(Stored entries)
──────────
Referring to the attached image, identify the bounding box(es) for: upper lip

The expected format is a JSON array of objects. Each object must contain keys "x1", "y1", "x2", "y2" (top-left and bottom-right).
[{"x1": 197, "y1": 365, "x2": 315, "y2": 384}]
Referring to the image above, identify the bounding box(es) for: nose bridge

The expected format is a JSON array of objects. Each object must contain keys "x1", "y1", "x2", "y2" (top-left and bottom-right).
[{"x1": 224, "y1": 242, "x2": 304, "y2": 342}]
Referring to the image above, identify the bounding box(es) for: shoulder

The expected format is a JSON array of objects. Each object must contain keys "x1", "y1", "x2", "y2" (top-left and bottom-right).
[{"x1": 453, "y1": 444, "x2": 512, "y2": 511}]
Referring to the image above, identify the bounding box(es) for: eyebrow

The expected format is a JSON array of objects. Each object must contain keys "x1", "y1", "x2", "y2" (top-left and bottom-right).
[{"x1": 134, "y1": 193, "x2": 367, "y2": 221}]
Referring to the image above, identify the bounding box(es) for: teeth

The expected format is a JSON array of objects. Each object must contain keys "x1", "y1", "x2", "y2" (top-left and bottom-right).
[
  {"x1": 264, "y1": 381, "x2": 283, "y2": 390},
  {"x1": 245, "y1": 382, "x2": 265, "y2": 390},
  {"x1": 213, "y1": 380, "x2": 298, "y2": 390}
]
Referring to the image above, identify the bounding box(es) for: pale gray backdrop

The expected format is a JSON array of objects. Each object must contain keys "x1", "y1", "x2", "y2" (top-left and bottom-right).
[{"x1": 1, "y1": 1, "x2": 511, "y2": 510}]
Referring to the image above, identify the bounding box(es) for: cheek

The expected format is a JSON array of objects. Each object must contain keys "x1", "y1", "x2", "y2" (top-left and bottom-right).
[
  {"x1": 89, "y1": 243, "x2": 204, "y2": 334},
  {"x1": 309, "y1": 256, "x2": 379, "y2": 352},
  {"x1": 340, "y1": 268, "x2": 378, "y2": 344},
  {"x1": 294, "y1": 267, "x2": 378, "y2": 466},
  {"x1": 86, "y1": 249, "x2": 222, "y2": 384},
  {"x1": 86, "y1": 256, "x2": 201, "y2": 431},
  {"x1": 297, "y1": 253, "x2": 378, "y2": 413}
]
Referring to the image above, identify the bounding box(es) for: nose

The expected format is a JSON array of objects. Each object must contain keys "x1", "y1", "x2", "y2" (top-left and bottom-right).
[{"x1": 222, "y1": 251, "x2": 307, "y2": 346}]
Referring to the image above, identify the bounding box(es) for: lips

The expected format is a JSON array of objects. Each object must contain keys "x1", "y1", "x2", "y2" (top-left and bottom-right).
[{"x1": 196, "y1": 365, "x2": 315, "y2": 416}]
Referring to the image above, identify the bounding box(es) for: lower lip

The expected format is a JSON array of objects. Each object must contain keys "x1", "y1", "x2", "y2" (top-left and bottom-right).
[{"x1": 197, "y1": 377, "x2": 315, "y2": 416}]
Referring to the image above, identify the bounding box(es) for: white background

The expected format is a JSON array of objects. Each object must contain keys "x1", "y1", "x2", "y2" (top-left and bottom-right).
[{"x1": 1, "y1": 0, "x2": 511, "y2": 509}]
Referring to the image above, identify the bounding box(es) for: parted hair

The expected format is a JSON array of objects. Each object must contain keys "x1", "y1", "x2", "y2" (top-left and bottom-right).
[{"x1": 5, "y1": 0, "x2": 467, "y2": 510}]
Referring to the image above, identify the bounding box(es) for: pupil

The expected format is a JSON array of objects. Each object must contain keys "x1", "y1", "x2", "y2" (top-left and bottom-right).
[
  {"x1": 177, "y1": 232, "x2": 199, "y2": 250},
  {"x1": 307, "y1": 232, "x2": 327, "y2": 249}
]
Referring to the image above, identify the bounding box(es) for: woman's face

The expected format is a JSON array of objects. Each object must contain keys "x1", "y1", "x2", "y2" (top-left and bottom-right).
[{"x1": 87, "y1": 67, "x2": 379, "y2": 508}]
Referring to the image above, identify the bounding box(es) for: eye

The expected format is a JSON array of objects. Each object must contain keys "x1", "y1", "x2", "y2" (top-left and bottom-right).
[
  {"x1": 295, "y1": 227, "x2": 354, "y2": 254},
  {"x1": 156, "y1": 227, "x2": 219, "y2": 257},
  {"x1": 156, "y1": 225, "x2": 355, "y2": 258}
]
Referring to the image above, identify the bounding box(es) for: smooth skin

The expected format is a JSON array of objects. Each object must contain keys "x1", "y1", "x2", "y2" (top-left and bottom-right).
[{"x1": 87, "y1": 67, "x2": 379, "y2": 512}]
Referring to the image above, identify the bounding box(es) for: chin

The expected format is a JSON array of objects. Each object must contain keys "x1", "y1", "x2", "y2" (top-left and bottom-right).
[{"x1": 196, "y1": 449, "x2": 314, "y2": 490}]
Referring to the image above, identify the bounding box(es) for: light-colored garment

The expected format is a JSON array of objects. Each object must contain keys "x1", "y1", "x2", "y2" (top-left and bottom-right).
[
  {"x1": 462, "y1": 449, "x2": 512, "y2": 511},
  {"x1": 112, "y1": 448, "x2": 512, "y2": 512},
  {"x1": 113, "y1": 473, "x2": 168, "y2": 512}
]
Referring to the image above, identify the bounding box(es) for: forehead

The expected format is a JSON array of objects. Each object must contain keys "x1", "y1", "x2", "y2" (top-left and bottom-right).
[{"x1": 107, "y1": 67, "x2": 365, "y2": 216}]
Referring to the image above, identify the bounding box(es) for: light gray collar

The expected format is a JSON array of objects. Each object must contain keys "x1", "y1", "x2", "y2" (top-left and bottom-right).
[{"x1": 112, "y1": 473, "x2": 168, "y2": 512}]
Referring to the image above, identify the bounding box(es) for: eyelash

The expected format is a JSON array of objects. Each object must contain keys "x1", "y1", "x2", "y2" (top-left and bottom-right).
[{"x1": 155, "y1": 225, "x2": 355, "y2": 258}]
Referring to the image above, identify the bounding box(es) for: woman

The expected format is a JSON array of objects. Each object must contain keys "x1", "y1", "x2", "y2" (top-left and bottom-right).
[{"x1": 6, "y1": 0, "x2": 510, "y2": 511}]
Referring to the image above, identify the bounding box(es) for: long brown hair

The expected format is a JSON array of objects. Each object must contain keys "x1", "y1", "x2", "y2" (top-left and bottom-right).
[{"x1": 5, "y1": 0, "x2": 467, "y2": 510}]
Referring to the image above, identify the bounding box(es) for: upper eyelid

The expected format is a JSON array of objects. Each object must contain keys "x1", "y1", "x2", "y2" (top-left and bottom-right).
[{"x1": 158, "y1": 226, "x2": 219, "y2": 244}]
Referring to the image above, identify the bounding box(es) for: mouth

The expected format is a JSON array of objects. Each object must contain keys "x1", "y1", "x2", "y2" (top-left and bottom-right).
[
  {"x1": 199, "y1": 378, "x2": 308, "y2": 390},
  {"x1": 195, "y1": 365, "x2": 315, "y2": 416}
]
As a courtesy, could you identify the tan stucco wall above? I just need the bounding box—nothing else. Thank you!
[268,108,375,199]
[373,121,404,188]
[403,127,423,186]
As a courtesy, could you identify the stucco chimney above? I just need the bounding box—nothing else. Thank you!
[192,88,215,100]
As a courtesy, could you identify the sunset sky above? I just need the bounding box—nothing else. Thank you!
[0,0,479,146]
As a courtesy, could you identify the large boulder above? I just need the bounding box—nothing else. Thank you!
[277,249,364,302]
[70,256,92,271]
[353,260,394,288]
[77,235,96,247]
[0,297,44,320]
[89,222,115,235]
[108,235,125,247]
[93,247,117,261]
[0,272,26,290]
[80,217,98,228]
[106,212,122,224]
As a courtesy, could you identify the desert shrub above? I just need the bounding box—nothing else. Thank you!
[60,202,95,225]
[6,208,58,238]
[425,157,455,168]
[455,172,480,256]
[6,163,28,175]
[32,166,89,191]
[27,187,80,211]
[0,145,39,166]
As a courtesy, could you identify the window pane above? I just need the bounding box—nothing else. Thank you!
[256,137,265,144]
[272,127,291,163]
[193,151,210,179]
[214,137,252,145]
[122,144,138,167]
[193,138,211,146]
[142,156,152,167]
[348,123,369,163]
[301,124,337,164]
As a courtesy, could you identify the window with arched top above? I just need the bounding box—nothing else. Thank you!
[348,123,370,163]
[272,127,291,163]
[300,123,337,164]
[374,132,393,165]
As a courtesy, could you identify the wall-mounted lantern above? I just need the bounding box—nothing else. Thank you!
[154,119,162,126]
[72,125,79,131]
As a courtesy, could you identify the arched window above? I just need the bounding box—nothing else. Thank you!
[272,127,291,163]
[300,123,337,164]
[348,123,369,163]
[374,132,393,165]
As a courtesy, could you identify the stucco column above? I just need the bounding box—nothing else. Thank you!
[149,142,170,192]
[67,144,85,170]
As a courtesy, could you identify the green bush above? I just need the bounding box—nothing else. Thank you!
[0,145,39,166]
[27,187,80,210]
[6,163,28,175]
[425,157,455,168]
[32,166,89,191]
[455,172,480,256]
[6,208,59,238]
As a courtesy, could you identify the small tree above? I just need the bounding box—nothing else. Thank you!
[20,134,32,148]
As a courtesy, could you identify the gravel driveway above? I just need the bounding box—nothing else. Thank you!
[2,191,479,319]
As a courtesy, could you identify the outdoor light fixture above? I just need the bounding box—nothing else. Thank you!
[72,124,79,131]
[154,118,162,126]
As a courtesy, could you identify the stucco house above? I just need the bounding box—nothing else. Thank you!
──────────
### Task requirements
The lines above starting at the one that contains "box(es) for: pupil" and ending at the one that contains "light gray collar" must be transcribed exactly, and no other lines may appear.

### Written reply
Referring to the image above, identify the bounding box(es) for: pupil

The expected format is a JSON array of objects. Each object must contain keys "x1", "y1", "x2", "y2" (top-left and bottom-right).
[
  {"x1": 177, "y1": 232, "x2": 199, "y2": 250},
  {"x1": 307, "y1": 232, "x2": 327, "y2": 249}
]
Referring to the image above, identify the bounding box(es) for: woman's face

The expected format is a JSON array of objects. Each object must contain keys "x1", "y1", "x2", "y2" (top-left and bottom-right).
[{"x1": 87, "y1": 67, "x2": 379, "y2": 508}]
Referring to the image above, identify the bounding box(es) for: eye

The expected format is a JSON array of objects. Each object must contain keys "x1", "y1", "x2", "y2" (top-left and bottom-right).
[
  {"x1": 295, "y1": 227, "x2": 354, "y2": 254},
  {"x1": 156, "y1": 227, "x2": 219, "y2": 257},
  {"x1": 156, "y1": 225, "x2": 355, "y2": 258}
]
Referring to the image above, identify the bounding box(es) for: smooth skin

The expected format is a JSON array of objects. Each object must contain keys "x1", "y1", "x2", "y2" (top-left and bottom-right).
[{"x1": 87, "y1": 67, "x2": 379, "y2": 512}]
Referring to the image above, identify the bounding box(es) for: chin

The expected format is a JSON array of objects. Each object must contain keys "x1", "y1", "x2", "y2" (top-left and bottom-right).
[{"x1": 196, "y1": 449, "x2": 314, "y2": 490}]
Referring to the image above, identify the bounding box(es) for: light-colored garment

The expected format is a JSON array of objects. Each object must contain keys "x1", "y1", "x2", "y2" (top-left and bottom-right).
[
  {"x1": 462, "y1": 449, "x2": 512, "y2": 511},
  {"x1": 112, "y1": 448, "x2": 512, "y2": 512},
  {"x1": 113, "y1": 473, "x2": 168, "y2": 512}
]
Referring to the image above, identify the bounding box(es) for: forehead

The expected format is a JSON array of objects. Each object must contain keys "x1", "y1", "x2", "y2" (top-left and bottom-right).
[{"x1": 107, "y1": 67, "x2": 365, "y2": 216}]
Referring to the image above, identify the bounding box(es) for: light gray collar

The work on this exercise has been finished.